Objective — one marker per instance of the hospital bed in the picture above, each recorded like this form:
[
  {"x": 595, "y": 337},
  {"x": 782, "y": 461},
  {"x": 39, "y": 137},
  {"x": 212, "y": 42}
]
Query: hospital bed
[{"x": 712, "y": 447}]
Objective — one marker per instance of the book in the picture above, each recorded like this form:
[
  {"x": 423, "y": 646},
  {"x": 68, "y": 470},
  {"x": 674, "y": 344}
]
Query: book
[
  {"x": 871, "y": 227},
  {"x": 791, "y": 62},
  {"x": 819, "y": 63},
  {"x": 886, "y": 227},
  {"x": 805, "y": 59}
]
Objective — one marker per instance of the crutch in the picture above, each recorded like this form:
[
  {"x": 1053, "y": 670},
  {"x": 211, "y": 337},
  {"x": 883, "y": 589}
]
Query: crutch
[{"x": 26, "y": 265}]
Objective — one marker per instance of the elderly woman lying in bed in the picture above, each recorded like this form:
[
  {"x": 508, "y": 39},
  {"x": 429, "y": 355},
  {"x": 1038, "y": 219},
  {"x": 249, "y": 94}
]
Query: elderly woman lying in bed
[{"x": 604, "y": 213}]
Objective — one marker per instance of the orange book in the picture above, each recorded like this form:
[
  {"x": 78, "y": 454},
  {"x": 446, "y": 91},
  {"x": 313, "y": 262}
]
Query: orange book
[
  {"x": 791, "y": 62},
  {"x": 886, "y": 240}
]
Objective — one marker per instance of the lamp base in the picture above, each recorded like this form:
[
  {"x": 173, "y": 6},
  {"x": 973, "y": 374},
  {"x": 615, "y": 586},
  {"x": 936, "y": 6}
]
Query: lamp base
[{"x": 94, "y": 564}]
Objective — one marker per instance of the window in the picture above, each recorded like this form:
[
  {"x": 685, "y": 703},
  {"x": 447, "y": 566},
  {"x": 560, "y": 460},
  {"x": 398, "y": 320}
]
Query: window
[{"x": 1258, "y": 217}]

ASSIGNMENT:
What is the number of lines in the records above that include the word "each"? Reply with that number and nothing more.

OUTPUT FOR THIS EXERCISE:
7